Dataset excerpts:
--------------------------------

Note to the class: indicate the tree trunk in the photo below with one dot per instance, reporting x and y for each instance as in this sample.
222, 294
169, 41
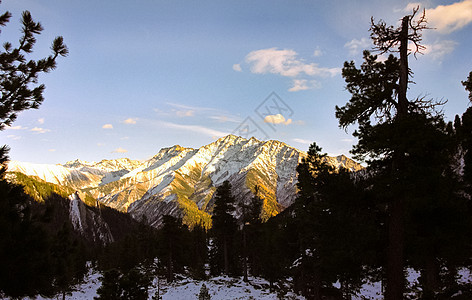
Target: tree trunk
225, 249
245, 255
403, 84
431, 274
395, 276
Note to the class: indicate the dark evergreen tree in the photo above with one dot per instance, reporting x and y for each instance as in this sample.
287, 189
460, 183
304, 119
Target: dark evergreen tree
379, 92
116, 285
173, 244
68, 260
251, 219
223, 256
110, 288
199, 254
204, 294
24, 245
135, 285
18, 75
468, 85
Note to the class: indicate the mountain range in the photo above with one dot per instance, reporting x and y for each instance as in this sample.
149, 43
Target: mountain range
181, 181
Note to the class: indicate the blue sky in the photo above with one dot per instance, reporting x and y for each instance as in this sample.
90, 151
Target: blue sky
142, 74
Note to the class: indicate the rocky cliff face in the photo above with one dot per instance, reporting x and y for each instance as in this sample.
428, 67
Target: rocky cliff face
181, 181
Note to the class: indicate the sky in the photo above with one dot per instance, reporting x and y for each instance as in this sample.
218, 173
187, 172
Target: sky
146, 74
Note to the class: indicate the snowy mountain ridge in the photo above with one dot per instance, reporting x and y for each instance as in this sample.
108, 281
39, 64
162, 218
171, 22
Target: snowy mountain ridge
181, 181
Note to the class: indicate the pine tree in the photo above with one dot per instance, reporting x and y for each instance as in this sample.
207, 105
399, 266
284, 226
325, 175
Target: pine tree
110, 288
24, 245
379, 91
223, 258
173, 244
204, 293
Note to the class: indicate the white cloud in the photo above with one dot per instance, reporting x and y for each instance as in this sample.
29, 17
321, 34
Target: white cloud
285, 63
184, 113
19, 127
194, 128
130, 121
119, 150
357, 46
39, 130
226, 118
237, 68
303, 84
277, 119
439, 49
13, 137
449, 18
302, 141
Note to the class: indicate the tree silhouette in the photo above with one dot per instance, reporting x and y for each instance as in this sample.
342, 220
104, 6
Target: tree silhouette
379, 94
223, 230
18, 75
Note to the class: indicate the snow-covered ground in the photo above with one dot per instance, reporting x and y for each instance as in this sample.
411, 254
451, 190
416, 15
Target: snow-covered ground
223, 288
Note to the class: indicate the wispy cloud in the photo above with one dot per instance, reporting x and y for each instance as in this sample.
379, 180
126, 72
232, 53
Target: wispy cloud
185, 113
449, 18
194, 128
39, 130
439, 49
14, 137
19, 127
237, 68
356, 46
119, 150
302, 141
284, 62
277, 119
130, 121
304, 84
226, 118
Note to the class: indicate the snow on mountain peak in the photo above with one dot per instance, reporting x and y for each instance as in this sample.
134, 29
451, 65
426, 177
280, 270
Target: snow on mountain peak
181, 181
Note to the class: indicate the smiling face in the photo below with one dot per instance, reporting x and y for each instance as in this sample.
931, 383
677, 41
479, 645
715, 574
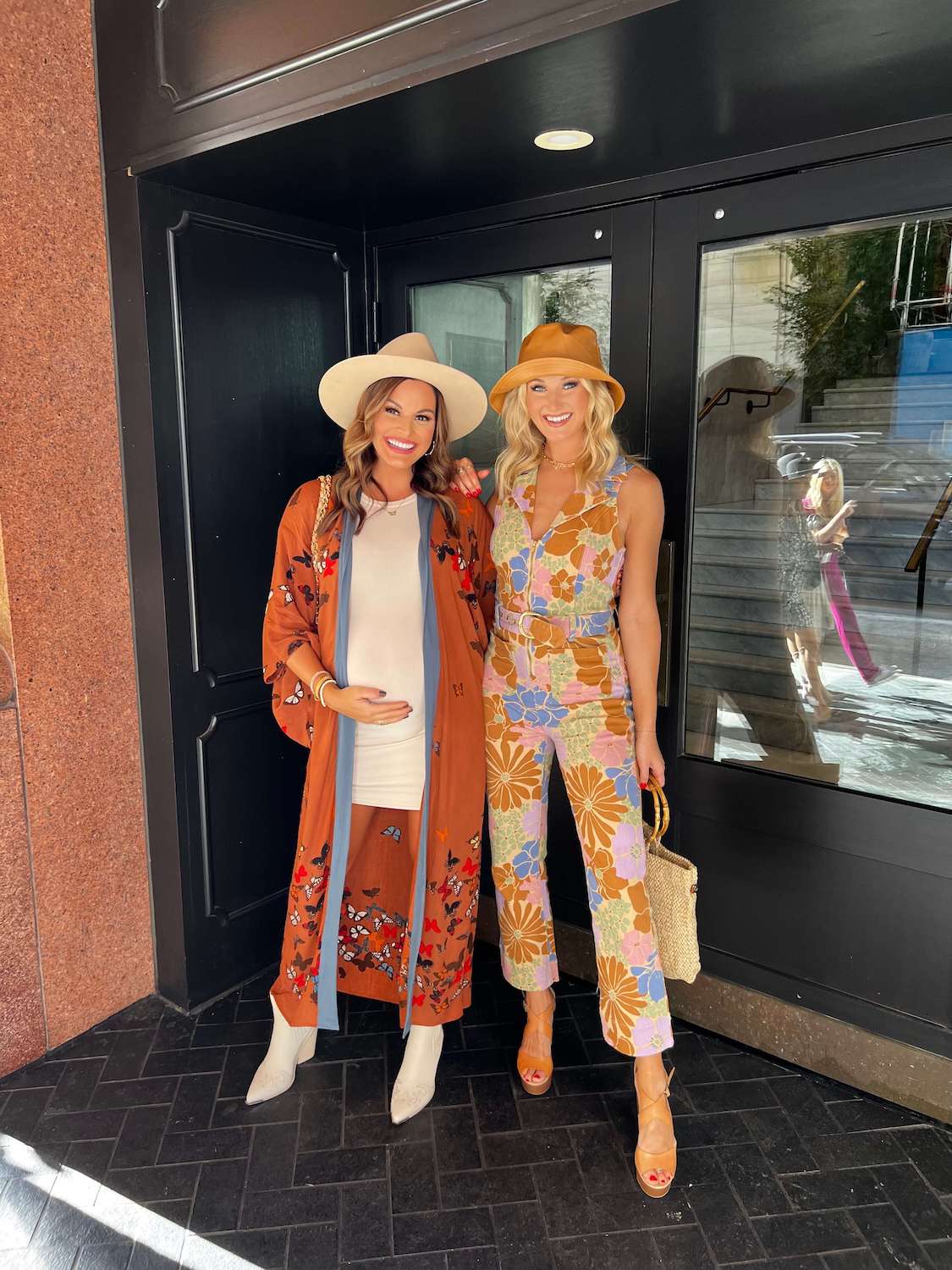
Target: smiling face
558, 406
403, 428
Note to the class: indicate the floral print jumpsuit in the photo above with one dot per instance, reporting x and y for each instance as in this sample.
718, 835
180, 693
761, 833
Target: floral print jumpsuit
556, 682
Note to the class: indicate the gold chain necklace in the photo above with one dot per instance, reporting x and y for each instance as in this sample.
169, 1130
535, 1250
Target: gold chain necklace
558, 464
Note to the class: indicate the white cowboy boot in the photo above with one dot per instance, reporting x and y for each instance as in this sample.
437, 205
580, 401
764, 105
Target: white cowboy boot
276, 1072
416, 1081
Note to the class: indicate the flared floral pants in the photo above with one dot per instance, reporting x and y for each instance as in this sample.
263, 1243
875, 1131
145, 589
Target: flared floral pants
536, 708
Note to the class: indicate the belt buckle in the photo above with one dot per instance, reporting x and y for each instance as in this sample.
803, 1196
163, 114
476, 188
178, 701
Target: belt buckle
520, 620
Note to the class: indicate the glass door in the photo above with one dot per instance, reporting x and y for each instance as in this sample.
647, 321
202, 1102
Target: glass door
820, 635
476, 295
801, 418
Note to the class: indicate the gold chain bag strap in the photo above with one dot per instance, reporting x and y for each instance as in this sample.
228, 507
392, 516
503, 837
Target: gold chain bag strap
672, 889
322, 505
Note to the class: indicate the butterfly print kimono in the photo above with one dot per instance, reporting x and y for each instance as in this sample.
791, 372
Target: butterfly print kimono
386, 921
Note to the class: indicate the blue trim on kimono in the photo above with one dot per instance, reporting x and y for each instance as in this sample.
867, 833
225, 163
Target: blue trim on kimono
344, 772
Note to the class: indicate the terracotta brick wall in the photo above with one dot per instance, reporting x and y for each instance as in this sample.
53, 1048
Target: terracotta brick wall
75, 846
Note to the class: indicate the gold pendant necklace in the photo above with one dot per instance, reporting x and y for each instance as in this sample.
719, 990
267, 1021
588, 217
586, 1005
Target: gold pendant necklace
558, 464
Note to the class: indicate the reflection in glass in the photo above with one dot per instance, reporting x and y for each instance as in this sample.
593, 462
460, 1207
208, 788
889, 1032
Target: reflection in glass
477, 325
822, 573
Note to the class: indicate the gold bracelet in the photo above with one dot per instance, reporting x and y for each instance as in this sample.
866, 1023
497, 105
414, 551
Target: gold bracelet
316, 676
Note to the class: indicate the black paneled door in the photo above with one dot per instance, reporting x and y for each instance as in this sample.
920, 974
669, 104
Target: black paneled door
245, 312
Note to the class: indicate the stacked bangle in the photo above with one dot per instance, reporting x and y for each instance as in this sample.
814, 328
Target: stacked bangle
317, 675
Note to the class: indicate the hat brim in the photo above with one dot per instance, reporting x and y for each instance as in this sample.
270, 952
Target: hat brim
541, 366
343, 385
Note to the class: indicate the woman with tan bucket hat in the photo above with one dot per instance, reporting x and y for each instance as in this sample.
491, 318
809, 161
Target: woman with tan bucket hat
571, 671
373, 639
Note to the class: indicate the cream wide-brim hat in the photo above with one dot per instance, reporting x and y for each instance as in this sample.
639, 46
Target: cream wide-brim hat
410, 357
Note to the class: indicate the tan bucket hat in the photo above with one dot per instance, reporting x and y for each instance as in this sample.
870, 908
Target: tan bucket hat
558, 348
411, 357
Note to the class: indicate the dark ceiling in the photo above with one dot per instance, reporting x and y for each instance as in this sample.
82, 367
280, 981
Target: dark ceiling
685, 84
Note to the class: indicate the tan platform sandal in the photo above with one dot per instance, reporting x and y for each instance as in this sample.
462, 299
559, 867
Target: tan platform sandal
537, 1021
647, 1163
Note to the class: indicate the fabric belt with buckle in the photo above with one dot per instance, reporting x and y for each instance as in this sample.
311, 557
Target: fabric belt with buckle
556, 630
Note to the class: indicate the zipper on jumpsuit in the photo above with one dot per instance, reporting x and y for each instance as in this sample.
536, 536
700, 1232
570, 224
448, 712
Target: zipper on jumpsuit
531, 643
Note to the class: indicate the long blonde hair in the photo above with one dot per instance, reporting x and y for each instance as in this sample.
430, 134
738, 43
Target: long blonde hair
525, 442
815, 500
431, 477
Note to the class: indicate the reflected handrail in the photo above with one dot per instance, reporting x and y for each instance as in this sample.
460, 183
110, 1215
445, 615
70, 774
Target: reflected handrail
936, 518
726, 393
919, 561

--------------------------------

## Directions for this task
Although the records contain pictures, only the text should be copied, exactly as it stands.

## Expected answer
Note to the class: indicate the tree trunk in the photo below with one dot per instance, reporting x and y for each instance as in this sample.
222, 294
169, 41
Target: tree trunk
225, 249
245, 255
403, 84
431, 274
395, 276
Note to the class: indicate the dark evergreen tree in the photo above with one dot per instance, reporting x and y for each instance as in this sample.
287, 189
460, 183
304, 119
Target: dark evergreen tree
379, 92
116, 285
173, 244
68, 260
251, 219
223, 256
110, 288
199, 254
204, 294
24, 245
135, 285
18, 75
468, 85
Note to the class: indicate the mountain range in the photo above with one dot per instance, reporting x and y for each instance as in this sample.
149, 43
Target: mountain range
181, 181
Note to the class: indicate the blue sky in the photo above with one dot per instance, reporting x and y for each instance as in this sample.
90, 151
Target: blue sky
142, 74
Note to the class: indicate the rocky cliff face in the photo above with one dot per instance, reporting x and y for each instance as in this sample.
428, 67
Target: rocky cliff face
181, 181
Note to the class: indicate the sky in the photo above with one dot per instance, reporting x and y for each instance as in this sample.
218, 173
187, 172
Target: sky
146, 74
Note to the class: indicate the snowy mountain ridge in the photo above with one dot per instance, reporting x and y for each instance as in this sample.
108, 281
39, 64
162, 218
171, 22
Target: snowy mountain ridge
181, 181
Note to the class: indicate the pine tree in the photo above with one dot per instance, reporting x and y for each instance as in this sample.
207, 105
399, 266
284, 226
325, 175
Target: pine tree
110, 288
24, 245
379, 91
223, 258
173, 244
204, 293
Note to the class: indicate the white cloud in the photo above with one dot per instance, reporting x and y for each instance as in this sample.
29, 17
321, 34
Target: white cloud
285, 63
184, 113
19, 127
194, 128
130, 121
119, 150
357, 46
39, 130
226, 118
237, 68
303, 84
277, 119
439, 49
13, 137
449, 18
302, 141
Note to the class: indicate the tree silhouette in the photo above with one dot per instance, reporting x and y for each instance as in this sample.
342, 220
104, 6
Target: tree silhouette
379, 94
223, 230
18, 75
Note to the class: indicate the snow-covered ground in the photo above with one dot per instance, reporting x and y for each instance as in this sample.
411, 254
451, 190
416, 15
Target: snow-covered ground
223, 288
Note to the class: indicate the wispy cloud in the photo above with one dot per instance, reporting x and y for each instance as in this sample.
379, 180
126, 72
232, 53
Target: wispy cloud
185, 113
449, 18
194, 128
39, 130
439, 49
14, 137
19, 127
237, 68
356, 46
119, 150
302, 141
284, 62
277, 119
130, 121
304, 84
226, 118
Note to the class: indicate the snow on mountain peak in the photo above with one dot per instance, reporting x and y for each instance as in this sample.
134, 29
451, 65
426, 177
280, 270
Target: snow on mountain peak
181, 181
Note to the class: indicate the smiling face in the photo below with one dot per instance, reporting x and y for each instance as in this sample.
931, 383
677, 41
479, 645
715, 574
Target: smiling face
558, 406
403, 428
Note to the class: indicate the floral print jumpsuit in the photo above with one dot per instance, reporting x and y for each instance as in this sample.
718, 835
180, 693
761, 833
Target: floral print jumpsuit
556, 682
Note to the class: indicate the gold chain necklace in the photo above with one dot per instance, reporting x and y for each instance as in this sample.
169, 1130
535, 1250
Target: gold chain necklace
558, 464
Note to the class: indicate the white cowboy boot in the photo above with one dot per instance, reporting x and y for each instance as in this sample.
437, 205
580, 401
764, 105
Target: white cowboy boot
276, 1072
416, 1081
Note to the class: indicate the flared floral pants in the photo above with one dot per instance, reporting x and y for each instance as in this sample.
263, 1243
875, 1131
145, 589
Target: flared floral pants
536, 708
Note to the class: indicate the belt buckle in the photo above with one dot per instance, reporting x and y for each instance as in this sample.
803, 1196
163, 114
476, 188
178, 701
Target: belt buckle
520, 620
Note to the class: indicate the glass door in the photo above with one dot per instance, reporting x and y for each instance as in this sample.
647, 321
202, 1102
Target: glass door
820, 635
476, 295
801, 418
Note to the class: indicate the gold chain bag strap in the photo above with one dot per instance, reporting x and y for each instance as in this sample.
228, 507
392, 516
503, 837
Target: gold chain bag strap
672, 889
322, 505
Note to the class: indicate the butterfly print kimono in the photo above with one dot per instance, reporting x and y for each instance as in this sample.
791, 372
Target: butterfly print kimono
386, 921
Note to the class: indicate the blue trim on kimono in the photo above with one dot per instance, reporting x and y for each instance as in this sample.
867, 833
225, 163
Target: blue trim on kimono
344, 772
Note to the class: indicate the terracotta brick wall in the photo above with one dot per instance, reporting x and y for each instance as in this sample.
53, 1048
Target: terracotta brick wall
75, 846
Note to the class: indicate the gold pendant necklace in the photo above with one dot per instance, reporting x and y for each instance as in this sample.
719, 990
267, 1021
588, 217
586, 1005
Target: gold pendant necklace
558, 464
Note to the class: indicate the reflection in glass in the photo above with one dot per instance, reporting x and y for each instance as in this sample.
593, 462
460, 1207
208, 788
889, 1032
Target: reflection in glass
477, 325
822, 573
Note to the class: indicate the gold bracelet in the photo above with one dot per instance, reporting x and y for each instance as in this sample.
866, 1023
497, 105
414, 551
Target: gold bracelet
316, 676
Note to the class: indicate the black paneled door in the photo above with one dot per instance, reporting x and y for each instance as in this sample.
920, 974
669, 104
Target: black paneled door
245, 312
Note to the class: indicate the stacked bangle in the photo above with one dot per instance, reporting x and y for each instance as in this sample.
814, 328
Target: stacked bangle
317, 675
Note to the class: indicate the hat brim in the photo above with one dot per instance, reporting x and y for each instance as in this sample.
270, 952
Target: hat brim
541, 366
343, 385
Note to the class: indicate the woman with tan bucket hat in the photo above with one dot per instance, reporting x and y for each instance as in this sample.
491, 318
809, 161
Target: woman with tan bucket hat
571, 671
373, 639
Note to the class: indicate the cream wide-brim hat in the photo above with one dot per instance, reporting x and y for each instance as in this sample.
639, 46
Target: cream wide-brim hat
410, 357
Note to the class: indicate the tan bucket hat in the photo above with one dot per instance, reporting x and y for each instance as in this sample.
870, 908
Target: tan bucket hat
558, 348
411, 357
Note to the class: indicate the dark ceiling in the photo above with one dot per instance, reporting x and y for each instance as in this sample.
82, 367
280, 981
Target: dark ceiling
685, 84
Note to the class: indicate the tan platform sandal in the photo above with one dot per instance, reporting x and y for each instance as in this sample.
462, 299
559, 867
Target: tan platform sandal
537, 1021
647, 1163
Note to the class: indicate the fabric belt with buckle in the photo above with one dot per instance, reporting x and y for each instance as in this sample.
311, 557
Target: fabric belt with buckle
556, 630
Note to the class: indicate the zipper on jumpsuit in the photo above with one dot per instance, reporting x and y for each instance as in this sample.
536, 536
700, 1232
570, 224
448, 712
Target: zipper on jumpsuit
531, 643
Note to the class: indicate the long blonde hair in the photo above with one dot per instance, reporting x and y for each instance as in this sample.
430, 134
738, 43
Target: long blonde hair
525, 442
815, 500
431, 477
Note to the class: indicate the reflected handrail in the photo above with one dot per instance, reporting x and y for each instance as in this sample.
460, 183
110, 1215
445, 615
70, 774
Target: reflected handrail
936, 518
726, 393
919, 561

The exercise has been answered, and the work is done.